** START OF DATASET **

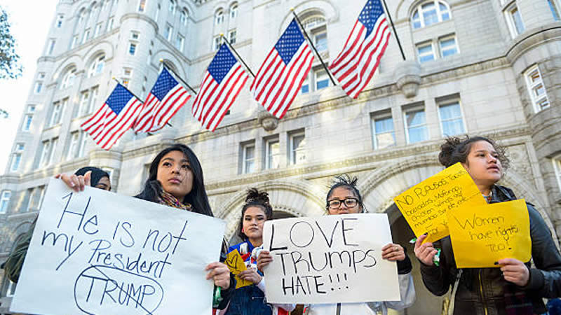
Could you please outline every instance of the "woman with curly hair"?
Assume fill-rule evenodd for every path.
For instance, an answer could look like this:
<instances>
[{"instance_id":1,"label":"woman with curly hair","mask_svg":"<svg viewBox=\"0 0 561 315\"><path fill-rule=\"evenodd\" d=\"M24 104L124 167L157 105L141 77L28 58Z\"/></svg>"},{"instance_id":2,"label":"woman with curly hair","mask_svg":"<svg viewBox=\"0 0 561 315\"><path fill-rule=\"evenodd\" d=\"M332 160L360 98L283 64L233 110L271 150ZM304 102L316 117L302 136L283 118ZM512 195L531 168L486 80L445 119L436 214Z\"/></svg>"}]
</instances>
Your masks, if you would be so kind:
<instances>
[{"instance_id":1,"label":"woman with curly hair","mask_svg":"<svg viewBox=\"0 0 561 315\"><path fill-rule=\"evenodd\" d=\"M488 203L514 200L512 190L497 185L509 161L504 150L482 136L448 138L438 155L446 167L461 162ZM435 242L419 237L415 255L421 262L423 282L429 291L443 295L452 288L449 314L538 314L547 309L543 298L561 295L561 255L539 213L527 204L532 238L530 261L501 259L496 268L458 269L450 237ZM441 248L440 263L433 258Z\"/></svg>"}]
</instances>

** END OF DATASET **

**TASK INSTRUCTIONS**
Write the listing out a second time exactly, dropping all images.

**SOLUTION TO THE PROBLEM**
Could you please outline every instance of the "woman with curly hair"?
Assume fill-rule evenodd for every path.
For instance, an answer could look like this:
<instances>
[{"instance_id":1,"label":"woman with curly hair","mask_svg":"<svg viewBox=\"0 0 561 315\"><path fill-rule=\"evenodd\" d=\"M24 104L124 167L157 105L141 77L28 58Z\"/></svg>"},{"instance_id":2,"label":"woman with curly hair","mask_svg":"<svg viewBox=\"0 0 561 315\"><path fill-rule=\"evenodd\" d=\"M332 160L360 98L283 64L233 110L271 150ZM304 102L316 117L302 136L283 118ZM512 195L531 168L486 80L445 119L436 214Z\"/></svg>"}]
</instances>
Your masks, if you would be so kind:
<instances>
[{"instance_id":1,"label":"woman with curly hair","mask_svg":"<svg viewBox=\"0 0 561 315\"><path fill-rule=\"evenodd\" d=\"M488 203L514 200L512 190L497 185L509 161L504 150L482 136L448 138L438 155L446 167L461 162ZM435 242L419 237L415 255L421 262L423 282L429 291L443 295L452 288L449 314L538 314L547 309L543 298L561 295L561 255L539 213L527 204L532 238L530 261L501 259L496 268L458 269L450 237ZM441 248L440 263L433 258Z\"/></svg>"}]
</instances>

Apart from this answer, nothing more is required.